_DO THIS_: Please reproduce every row below word for word, omitting the pictures.

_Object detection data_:
_ _ _
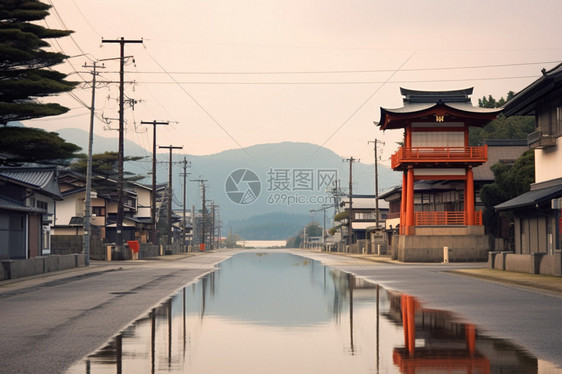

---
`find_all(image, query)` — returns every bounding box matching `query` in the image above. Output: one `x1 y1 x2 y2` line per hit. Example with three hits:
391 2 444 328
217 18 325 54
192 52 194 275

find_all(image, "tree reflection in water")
69 252 537 374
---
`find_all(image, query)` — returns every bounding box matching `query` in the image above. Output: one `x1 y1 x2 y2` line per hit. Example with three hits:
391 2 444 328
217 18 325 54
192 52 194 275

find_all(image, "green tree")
70 152 144 194
480 149 535 237
0 126 81 164
0 0 77 124
223 230 240 248
469 91 535 145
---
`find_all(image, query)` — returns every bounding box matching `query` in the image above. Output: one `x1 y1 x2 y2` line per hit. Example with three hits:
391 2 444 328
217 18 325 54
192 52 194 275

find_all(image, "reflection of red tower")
379 88 500 235
392 295 490 374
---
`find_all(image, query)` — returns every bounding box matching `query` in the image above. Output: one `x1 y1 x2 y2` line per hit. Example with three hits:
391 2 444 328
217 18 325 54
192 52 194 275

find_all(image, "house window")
552 106 562 135
43 226 51 249
92 206 105 217
36 200 49 212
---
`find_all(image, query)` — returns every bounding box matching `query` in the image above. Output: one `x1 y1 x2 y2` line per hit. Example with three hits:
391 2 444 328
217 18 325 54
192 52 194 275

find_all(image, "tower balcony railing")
390 145 488 169
400 210 482 226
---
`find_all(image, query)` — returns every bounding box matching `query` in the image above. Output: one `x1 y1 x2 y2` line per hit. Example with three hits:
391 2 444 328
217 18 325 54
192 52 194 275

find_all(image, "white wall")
535 137 562 183
55 192 84 225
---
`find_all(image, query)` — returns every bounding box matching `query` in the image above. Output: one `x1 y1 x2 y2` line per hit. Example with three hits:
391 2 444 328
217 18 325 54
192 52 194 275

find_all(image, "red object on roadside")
127 240 140 253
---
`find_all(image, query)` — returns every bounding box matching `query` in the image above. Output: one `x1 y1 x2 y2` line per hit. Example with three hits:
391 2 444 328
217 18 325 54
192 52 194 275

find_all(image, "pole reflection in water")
65 251 536 374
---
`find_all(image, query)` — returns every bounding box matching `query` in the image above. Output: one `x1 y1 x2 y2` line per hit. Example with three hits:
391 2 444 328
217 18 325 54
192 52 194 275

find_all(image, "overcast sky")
32 0 562 167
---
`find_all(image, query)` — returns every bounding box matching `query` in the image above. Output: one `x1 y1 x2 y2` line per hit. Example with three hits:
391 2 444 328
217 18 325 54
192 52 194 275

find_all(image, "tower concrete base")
391 226 490 262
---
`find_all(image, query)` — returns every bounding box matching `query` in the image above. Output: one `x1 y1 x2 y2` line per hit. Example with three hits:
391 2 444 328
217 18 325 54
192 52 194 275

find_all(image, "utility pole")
158 145 183 244
209 202 216 249
83 61 103 266
344 157 358 245
368 139 384 229
141 120 169 244
181 156 191 252
101 37 142 258
190 179 207 251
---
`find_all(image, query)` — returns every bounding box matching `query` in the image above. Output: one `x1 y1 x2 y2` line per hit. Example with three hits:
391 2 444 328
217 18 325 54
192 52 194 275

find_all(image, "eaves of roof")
0 196 45 213
494 184 562 211
0 166 62 199
502 63 562 117
378 101 502 130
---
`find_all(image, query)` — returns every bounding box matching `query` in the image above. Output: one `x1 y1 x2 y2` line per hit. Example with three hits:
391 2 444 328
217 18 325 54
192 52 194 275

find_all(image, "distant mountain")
56 129 401 239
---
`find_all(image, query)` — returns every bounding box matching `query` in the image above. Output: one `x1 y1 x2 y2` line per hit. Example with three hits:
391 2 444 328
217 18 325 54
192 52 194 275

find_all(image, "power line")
147 46 254 160
310 52 416 157
126 75 538 86
106 60 561 75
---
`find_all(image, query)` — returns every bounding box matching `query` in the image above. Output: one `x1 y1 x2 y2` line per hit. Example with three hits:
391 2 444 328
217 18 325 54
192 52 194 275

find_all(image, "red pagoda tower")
378 88 501 261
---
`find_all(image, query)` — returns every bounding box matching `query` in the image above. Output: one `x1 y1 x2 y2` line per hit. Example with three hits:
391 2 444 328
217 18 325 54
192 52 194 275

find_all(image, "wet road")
300 253 562 367
0 253 229 373
0 247 562 373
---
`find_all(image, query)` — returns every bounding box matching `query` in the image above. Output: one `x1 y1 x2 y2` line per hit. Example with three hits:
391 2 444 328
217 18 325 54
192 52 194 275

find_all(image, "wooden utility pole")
369 139 384 229
101 37 142 258
158 145 183 244
181 156 191 252
83 61 103 266
344 157 358 245
141 120 169 244
190 179 207 251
_ _ _
_EXPECTED OUTPUT_:
---
`find_all(image, query)` — returns every bounding box matching `query` in the image above. Output: one `x1 y1 x2 y2` line per hit. Example with three hits:
391 2 444 328
217 18 325 54
192 52 194 275

find_all(image, "tree reflection in water")
69 252 537 374
---
`find_all(image, query)` — returns every bounding box matching `query` in the image above. Output: one `x1 y1 x2 y2` line per hit. Example with three hits:
391 2 444 328
217 18 325 54
192 52 194 275

find_all(image, "green tree")
70 152 144 194
480 149 535 237
0 126 81 164
0 0 77 124
223 230 240 248
469 91 535 145
---
`find_all(image, query)` — returns every bounding box matching `query` in the image above. Output: one `x1 y1 x2 y2` line per hit. Example with three hits:
391 2 444 328
217 18 325 54
192 52 194 275

find_all(image, "reflection of red tower")
379 88 500 235
392 295 490 374
---
`find_all(image, query)` — returns every bounding box matching `query` in the image above. Output: one `x1 y1 x2 y2` line per hit. Example with three hits:
391 2 444 328
217 18 325 54
192 52 194 275

find_all(image, "house window")
552 106 562 135
43 226 51 249
92 206 105 217
36 200 49 212
---
`find_all(image, query)` — returns every bounding box matching `query` in the image above. Output: one `x1 y1 x2 y2` line per hit. Example with three hits:
391 2 444 328
217 18 325 54
192 52 194 275

find_all(image, "tower balcony railing")
390 145 488 169
400 210 482 226
---
`find_all(image, query)` — returns every bounding box matching `query` in the image above. Output: one `x1 y1 x2 y2` line per hit. Example with three hits:
391 2 444 328
217 18 325 54
192 52 194 275

find_all(image, "white wall")
535 137 562 183
55 192 84 225
---
`find_all(image, query)` — returns every bounding box matching `query` in the image above. Output: one `x1 y1 x2 y2` line per hit. Example with three hits:
391 2 444 328
217 18 325 54
192 52 194 275

find_all(image, "red object on roadside")
127 240 140 253
---
`find_all(image, query)` — returns every bounding box matching `query` in the image above. Output: one `x1 y1 x2 y2` line per hit. Example with three hits:
391 2 444 328
217 18 325 54
192 52 194 275

find_all(image, "pole reflection in water")
65 251 536 374
---
`find_all(image, query)` — returns every bounding box matching `query` in the image above. Output: one `x1 y1 x2 y2` line per hit. Example with three hits:
391 2 444 328
217 18 325 54
192 52 194 275

find_all(image, "overcast sky")
32 0 562 167
---
`find_all(image, query)` — returns every bounding box matching `query` in the image above. Output: one `x1 y1 x2 y2` line per hit. Example with three hits:
391 2 444 328
217 18 325 54
192 52 194 275

find_all(image, "tower concrete base")
391 226 490 262
---
`find_all(image, query)` — returns every bounding box matching `query` in the image above. Output: one `x1 y1 x2 y2` line per hit. Example with three hits:
391 2 444 328
217 18 325 54
192 52 194 275

find_all(image, "utility pole")
158 145 183 244
209 202 216 249
83 61 103 266
344 157 358 245
368 139 384 229
141 120 169 244
181 156 191 252
101 37 142 258
190 179 207 251
---
`find_all(image, query)` — returns every bounding box matching `query` in the image above. Output: one `x1 y1 x2 y2` line per hit. Example with three hits:
391 2 444 328
217 18 325 54
192 52 194 275

find_all(image, "eaves of roof")
0 196 45 213
494 184 562 211
0 166 62 199
502 63 562 117
378 101 502 130
---
`find_all(image, query)` — returns every bounding box matching `query` in the image above. Output: one `x1 y1 x2 y2` line per hit. Example with three hits:
391 2 444 328
217 18 325 54
192 52 194 275

find_all(image, "distant mountain")
56 129 401 239
---
`find_all(image, query)` — returns every bounding box matching `query` in the image above. Output: one `x1 y1 x2 y2` line per hit. Example with three hits:
391 2 444 328
217 18 325 54
192 52 194 275

find_all(image, "power line")
147 46 254 160
310 52 416 157
126 75 538 86
106 60 561 75
---
`find_all(image, query)` — returns every bounding box matching `query` in the image above. Output: one `x1 y1 x2 y2` line per hit. Example with three hits:
391 2 444 328
217 18 325 54
192 52 194 275

find_all(image, "red pagoda tower")
378 88 501 261
---
`find_all(image, query)` — returns every bounding box matching `query` in the image above. Output: one `x1 y1 x2 y2` line per hit. Example with three hits:
391 2 444 328
217 18 325 54
192 52 194 275

find_all(image, "wet road")
300 253 562 367
0 253 229 373
0 247 562 373
---
`find_all(image, query)` — returns every bounding box matching `query` in the image above. Output: one `x1 y1 x2 y2` line per hit. Example with three hits:
391 2 444 328
217 18 325 54
192 52 194 275

find_all(image, "wooden utility pole")
369 139 384 229
101 37 142 258
158 145 183 244
181 156 191 252
83 61 103 266
344 157 358 245
141 120 169 244
190 179 207 251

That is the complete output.